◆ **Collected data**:
- - -

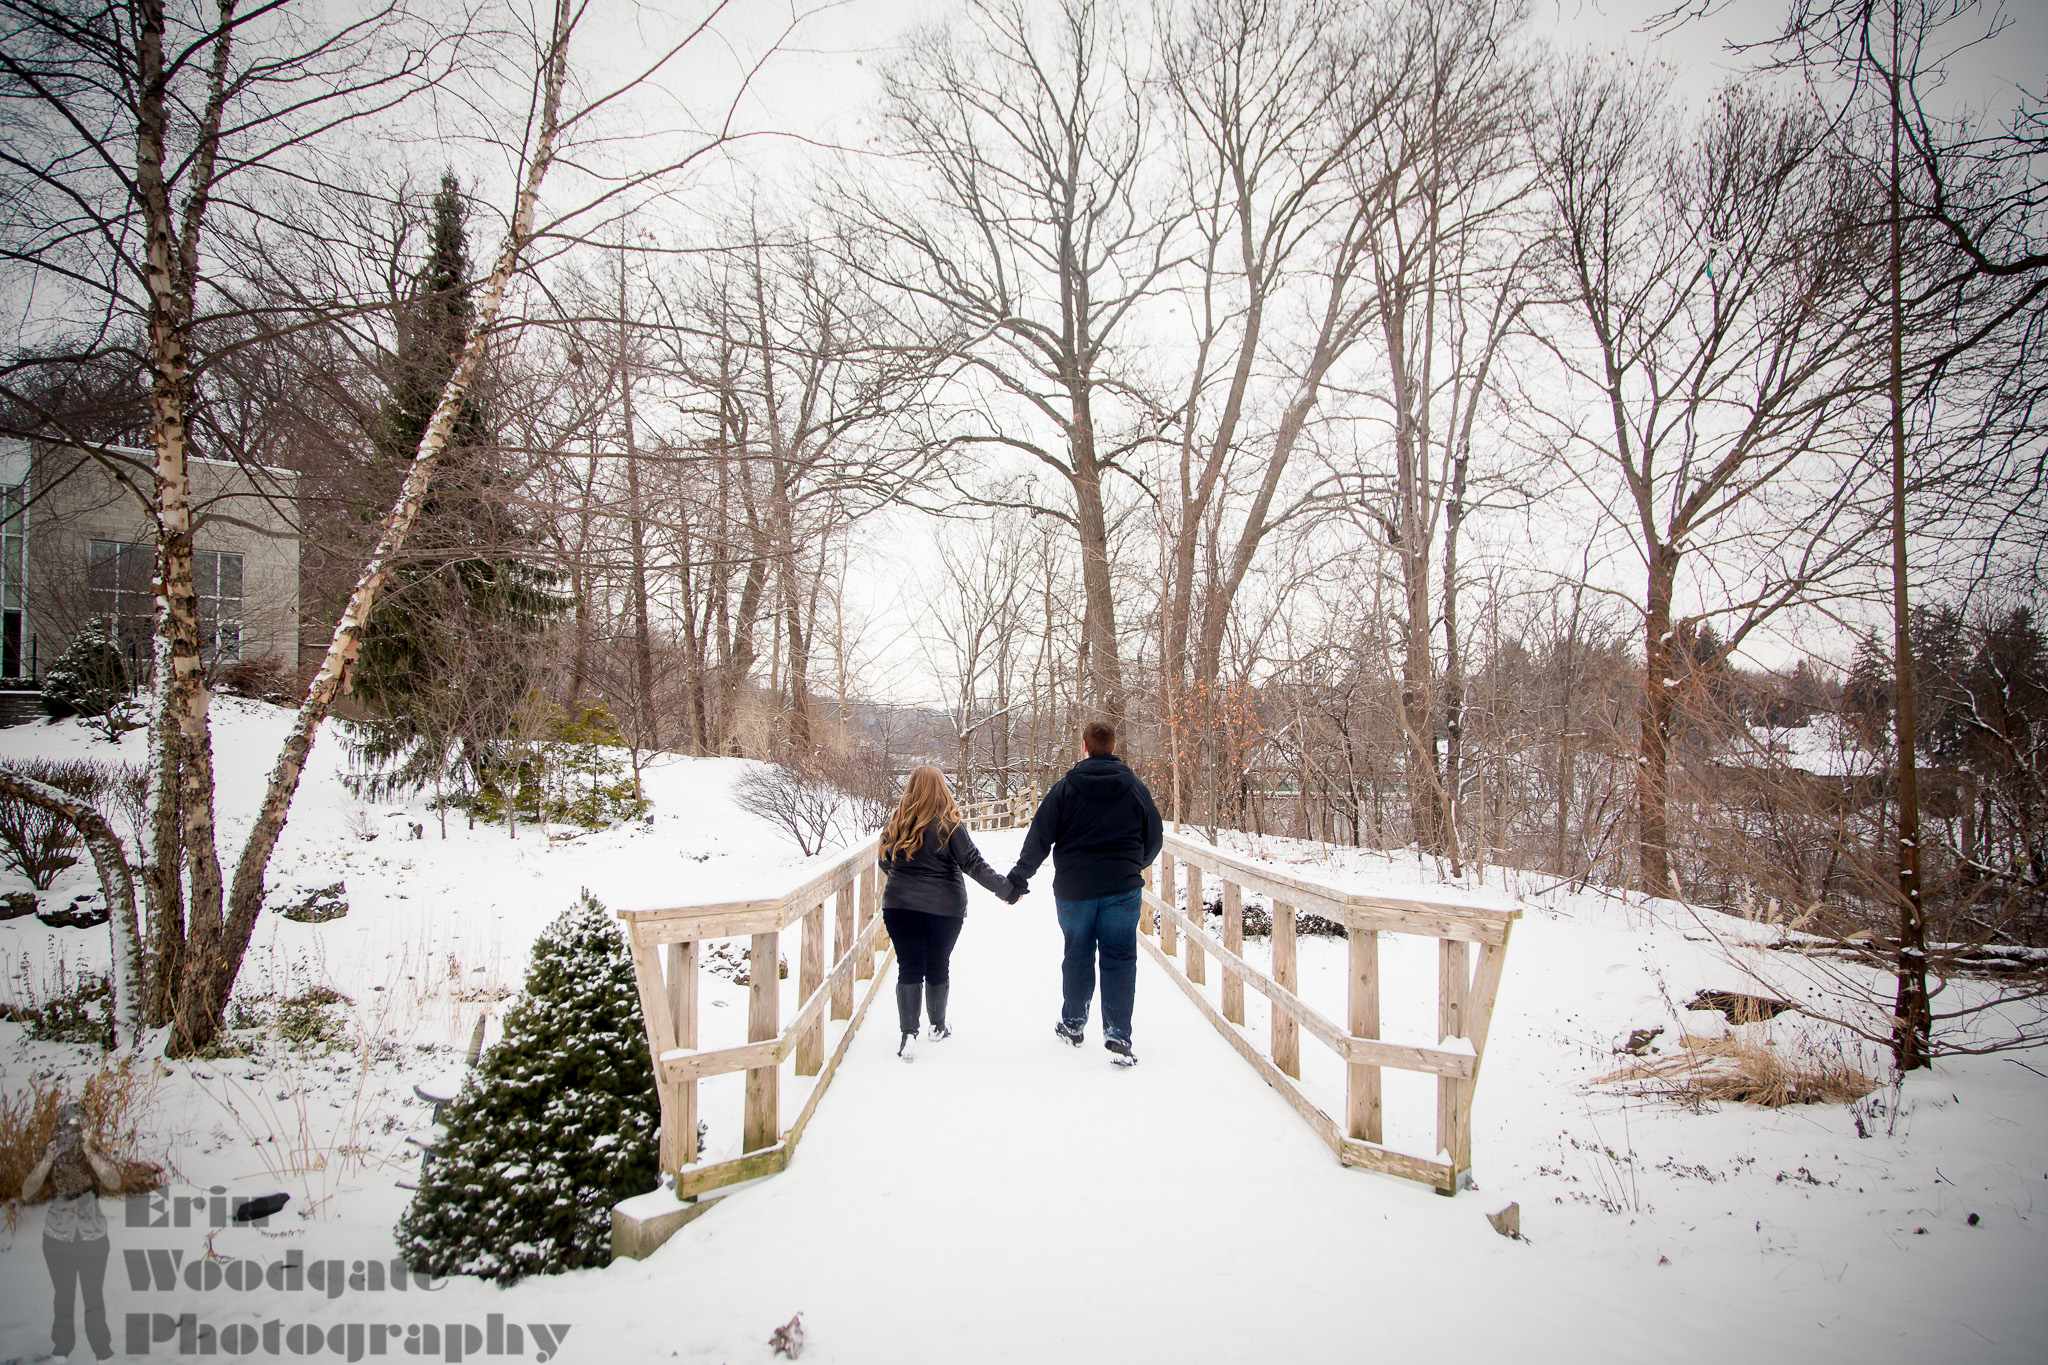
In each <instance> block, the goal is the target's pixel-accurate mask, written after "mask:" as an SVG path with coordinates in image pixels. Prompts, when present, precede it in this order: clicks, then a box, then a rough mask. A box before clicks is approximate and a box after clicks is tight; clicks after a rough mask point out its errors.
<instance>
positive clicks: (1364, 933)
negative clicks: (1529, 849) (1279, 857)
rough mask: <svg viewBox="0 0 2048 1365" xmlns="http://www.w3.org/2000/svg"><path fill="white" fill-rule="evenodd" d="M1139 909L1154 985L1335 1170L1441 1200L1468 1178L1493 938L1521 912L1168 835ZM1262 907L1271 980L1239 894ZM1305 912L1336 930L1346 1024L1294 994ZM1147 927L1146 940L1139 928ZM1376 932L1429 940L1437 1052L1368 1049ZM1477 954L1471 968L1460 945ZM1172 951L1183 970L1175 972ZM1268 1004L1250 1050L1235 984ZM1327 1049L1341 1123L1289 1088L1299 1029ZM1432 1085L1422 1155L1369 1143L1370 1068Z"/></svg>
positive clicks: (1297, 1088) (1199, 841)
mask: <svg viewBox="0 0 2048 1365" xmlns="http://www.w3.org/2000/svg"><path fill="white" fill-rule="evenodd" d="M1176 864H1178V870H1180V872H1182V876H1184V878H1186V888H1188V909H1186V911H1182V909H1180V896H1178V894H1176V890H1174V876H1176ZM1204 874H1210V876H1214V878H1217V880H1221V882H1223V894H1221V898H1223V941H1221V943H1219V941H1217V939H1214V937H1210V933H1208V931H1206V929H1204V927H1202V878H1204ZM1145 882H1147V888H1145V913H1143V917H1141V923H1139V941H1141V943H1143V945H1145V950H1147V952H1149V954H1151V956H1153V960H1155V962H1159V966H1161V968H1165V972H1167V976H1171V978H1174V982H1176V984H1180V988H1182V990H1184V993H1186V995H1188V999H1190V1001H1194V1003H1196V1007H1198V1009H1200V1011H1202V1013H1204V1015H1206V1017H1208V1021H1210V1023H1212V1025H1217V1031H1219V1033H1223V1038H1225V1040H1227V1042H1229V1044H1231V1046H1233V1048H1237V1052H1239V1054H1241V1056H1243V1058H1245V1060H1247V1062H1251V1066H1253V1068H1255V1070H1257V1072H1260V1074H1262V1076H1264V1078H1266V1083H1268V1085H1272V1087H1274V1089H1276V1091H1280V1095H1282V1097H1284V1099H1286V1101H1288V1103H1290V1105H1292V1107H1294V1111H1296V1113H1300V1117H1303V1119H1307V1121H1309V1126H1311V1128H1313V1130H1315V1132H1317V1136H1321V1138H1323V1142H1325V1144H1329V1148H1331V1150H1333V1152H1335V1154H1337V1160H1341V1162H1343V1164H1348V1166H1366V1169H1370V1171H1386V1173H1391V1175H1401V1177H1407V1179H1411V1181H1421V1183H1425V1185H1434V1187H1436V1189H1438V1193H1446V1195H1454V1193H1458V1187H1460V1185H1468V1183H1470V1169H1473V1091H1475V1087H1477V1083H1479V1064H1481V1062H1483V1060H1485V1054H1487V1027H1489V1025H1491V1021H1493V999H1495V995H1497V993H1499V986H1501V968H1503V964H1505V960H1507V933H1509V929H1511V927H1513V921H1516V919H1520V917H1522V911H1513V909H1505V911H1503V909H1491V907H1479V905H1470V902H1462V900H1456V898H1450V896H1425V894H1403V896H1380V894H1368V892H1354V890H1341V888H1335V886H1327V884H1321V882H1313V880H1309V878H1303V876H1296V874H1292V872H1284V870H1280V868H1272V866H1266V864H1257V862H1251V860H1247V857H1241V855H1237V853H1231V851H1227V849H1221V847H1217V845H1212V843H1204V841H1198V839H1190V837H1188V835H1184V833H1169V835H1167V837H1165V849H1163V853H1161V855H1159V864H1157V868H1151V870H1147V872H1145ZM1245 890H1251V892H1257V894H1264V896H1268V898H1270V900H1272V935H1274V952H1272V974H1266V972H1262V970H1257V968H1255V966H1253V964H1249V962H1245V958H1243V945H1245V929H1243V892H1245ZM1296 909H1300V911H1311V913H1315V915H1321V917H1325V919H1333V921H1337V923H1341V925H1343V927H1346V933H1348V941H1350V962H1348V970H1346V1023H1343V1025H1341V1027H1339V1025H1337V1023H1335V1021H1333V1019H1327V1017H1325V1015H1321V1013H1317V1011H1315V1009H1313V1007H1309V1005H1307V1003H1305V1001H1303V999H1300V995H1298V988H1300V982H1298V964H1296V954H1294V911H1296ZM1155 927H1157V939H1159V941H1157V943H1155V941H1153V931H1155ZM1380 933H1413V935H1423V937H1434V939H1438V1046H1436V1048H1411V1046H1399V1044H1389V1042H1380V958H1378V952H1380V943H1378V935H1380ZM1475 943H1477V945H1479V964H1477V970H1475V966H1473V962H1470V948H1473V945H1475ZM1182 956H1184V960H1186V966H1182ZM1206 958H1214V960H1217V966H1219V968H1221V970H1223V982H1221V986H1223V990H1221V1009H1219V1003H1214V1001H1210V999H1208V993H1204V990H1202V986H1204V984H1206V974H1208V972H1206ZM1247 984H1249V986H1251V988H1253V990H1257V993H1260V995H1264V997H1266V999H1268V1001H1272V1038H1270V1044H1268V1050H1266V1052H1262V1050H1260V1048H1257V1044H1255V1042H1253V1038H1251V1036H1249V1033H1247V1029H1245V1027H1243V1023H1245V986H1247ZM1303 1029H1307V1031H1309V1036H1311V1038H1315V1040H1317V1042H1321V1044H1323V1046H1327V1048H1329V1050H1333V1052H1335V1054H1337V1058H1341V1060H1343V1064H1346V1087H1343V1124H1341V1126H1339V1124H1337V1119H1333V1117H1331V1115H1327V1113H1325V1111H1323V1109H1321V1107H1319V1105H1317V1103H1315V1101H1313V1099H1309V1095H1307V1093H1303V1089H1300V1085H1298V1083H1300V1031H1303ZM1382 1066H1393V1068H1399V1070H1415V1072H1425V1074H1434V1076H1436V1085H1438V1099H1436V1140H1438V1156H1440V1158H1448V1160H1432V1158H1423V1156H1413V1154H1407V1152H1397V1150H1393V1148H1389V1146H1382V1126H1380V1068H1382Z"/></svg>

- - -

◆ **WHAT IS EXPECTED**: Copy every line above word for word, leaving the picture out.

◆ **OUTPUT**:
In each <instance> block, the goal is the target's pixel-accurate mask, written after "mask:" as an SVG path with coordinates in image pixels. Prompts, when present, precede it in this order: clicks, then a box, then a rough mask. A box before clicks is approximate and a box after clicks is tight; clicks after a rough mask point out its errors.
<instance>
positive clicks: (1364, 933)
negative clicks: (1529, 849) (1279, 857)
rough mask: <svg viewBox="0 0 2048 1365" xmlns="http://www.w3.org/2000/svg"><path fill="white" fill-rule="evenodd" d="M1139 909L1154 985L1335 1170L1441 1200L1468 1178L1493 938L1521 912L1168 835ZM1262 907L1271 980L1239 894ZM1305 912L1336 930L1346 1024L1294 994ZM1147 927L1146 940L1139 928ZM1376 932L1429 940L1437 1052L1368 1049ZM1477 954L1471 968L1460 945ZM1172 951L1183 970L1175 972ZM1268 1004L1250 1050L1235 984ZM1327 1049L1341 1123L1289 1088L1299 1029ZM1432 1085L1422 1155L1369 1143L1370 1068Z"/></svg>
positive clicks: (1297, 1088) (1199, 841)
mask: <svg viewBox="0 0 2048 1365" xmlns="http://www.w3.org/2000/svg"><path fill="white" fill-rule="evenodd" d="M1176 864H1178V870H1180V872H1182V876H1184V878H1186V888H1188V909H1186V911H1182V909H1180V896H1178V894H1176V890H1174V876H1176ZM1204 874H1210V876H1214V878H1217V880H1221V882H1223V894H1221V898H1223V941H1221V943H1219V941H1217V939H1214V937H1210V933H1208V931H1206V929H1204V927H1202V878H1204ZM1145 882H1147V888H1145V913H1143V917H1141V923H1139V941H1141V943H1143V945H1145V950H1147V952H1149V954H1151V956H1153V960H1155V962H1159V966H1161V968H1165V972H1167V976H1171V978H1174V982H1176V984H1180V988H1182V990H1184V993H1186V995H1188V999H1190V1001H1194V1003H1196V1007H1198V1009H1200V1011H1202V1013H1204V1015H1206V1017H1208V1021H1210V1023H1212V1025H1217V1031H1219V1033H1223V1038H1225V1040H1227V1042H1229V1044H1231V1046H1233V1048H1237V1052H1239V1054H1241V1056H1243V1058H1245V1060H1247V1062H1251V1066H1253V1068H1255V1070H1257V1072H1260V1074H1262V1076H1264V1078H1266V1083H1268V1085H1272V1087H1274V1089H1276V1091H1280V1095H1282V1097H1284V1099H1286V1101H1288V1103H1290V1105H1292V1107H1294V1111H1296V1113H1300V1117H1303V1119H1307V1121H1309V1126H1311V1128H1313V1130H1315V1132H1317V1136H1321V1138H1323V1142H1325V1144H1329V1148H1331V1150H1333V1152H1335V1154H1337V1160H1341V1162H1343V1164H1348V1166H1366V1169H1370V1171H1386V1173H1391V1175H1401V1177H1407V1179H1411V1181H1421V1183H1425V1185H1434V1187H1436V1189H1438V1193H1446V1195H1454V1193H1458V1187H1460V1185H1468V1183H1470V1169H1473V1091H1475V1087H1477V1083H1479V1064H1481V1062H1483V1060H1485V1054H1487V1027H1489V1025H1491V1021H1493V999H1495V995H1497V993H1499V986H1501V968H1503V964H1505V960H1507V933H1509V929H1511V927H1513V921H1516V919H1520V917H1522V911H1513V909H1505V911H1503V909H1491V907H1479V905H1470V902H1462V900H1456V898H1450V896H1425V894H1403V896H1380V894H1368V892H1354V890H1341V888H1335V886H1327V884H1321V882H1313V880H1309V878H1303V876H1296V874H1292V872H1284V870H1280V868H1272V866H1266V864H1257V862H1251V860H1247V857H1241V855H1237V853H1231V851H1227V849H1221V847H1217V845H1212V843H1204V841H1198V839H1190V837H1188V835H1184V833H1169V835H1167V837H1165V849H1163V853H1161V855H1159V864H1157V868H1151V870H1147V872H1145ZM1245 890H1251V892H1257V894H1264V896H1268V898H1270V900H1272V935H1274V952H1272V974H1266V972H1262V970H1257V968H1255V966H1253V964H1249V962H1245V958H1243V945H1245V929H1243V892H1245ZM1296 909H1300V911H1311V913H1315V915H1321V917H1325V919H1333V921H1337V923H1341V925H1343V927H1346V933H1348V941H1350V962H1348V970H1346V1023H1343V1025H1341V1027H1339V1025H1337V1023H1335V1021H1333V1019H1327V1017H1325V1015H1321V1013H1317V1011H1315V1009H1313V1007H1309V1005H1307V1003H1305V1001H1303V999H1300V995H1298V988H1300V982H1298V964H1296V954H1294V911H1296ZM1155 927H1157V939H1159V941H1157V943H1155V941H1153V931H1155ZM1380 933H1413V935H1423V937H1434V939H1438V1046H1436V1048H1411V1046H1399V1044H1389V1042H1380V958H1378V952H1380V943H1378V935H1380ZM1475 943H1477V945H1479V964H1477V970H1475V966H1473V962H1470V948H1473V945H1475ZM1182 956H1184V960H1186V966H1182ZM1206 958H1214V960H1217V966H1219V968H1221V970H1223V982H1221V986H1223V990H1221V1009H1219V1003H1214V1001H1210V999H1208V993H1204V990H1202V986H1204V984H1206V974H1208V972H1206ZM1247 984H1249V986H1251V988H1253V990H1257V993H1260V995H1264V997H1266V999H1268V1001H1272V1038H1270V1044H1268V1050H1266V1052H1262V1050H1260V1048H1257V1044H1255V1042H1253V1038H1251V1036H1249V1033H1247V1029H1245V1027H1243V1023H1245V986H1247ZM1303 1029H1307V1031H1309V1036H1311V1038H1315V1040H1317V1042H1321V1044H1323V1046H1327V1048H1329V1050H1333V1052H1335V1054H1337V1058H1341V1060H1343V1064H1346V1087H1343V1124H1341V1126H1339V1124H1337V1119H1333V1117H1331V1115H1327V1113H1325V1111H1323V1109H1321V1107H1319V1105H1317V1103H1315V1101H1313V1099H1309V1095H1307V1093H1303V1089H1300V1085H1298V1083H1300V1031H1303ZM1382 1066H1393V1068H1399V1070H1415V1072H1425V1074H1434V1076H1436V1085H1438V1099H1436V1140H1438V1156H1440V1158H1448V1160H1432V1158H1423V1156H1413V1154H1407V1152H1397V1150H1393V1148H1389V1146H1382V1126H1380V1068H1382Z"/></svg>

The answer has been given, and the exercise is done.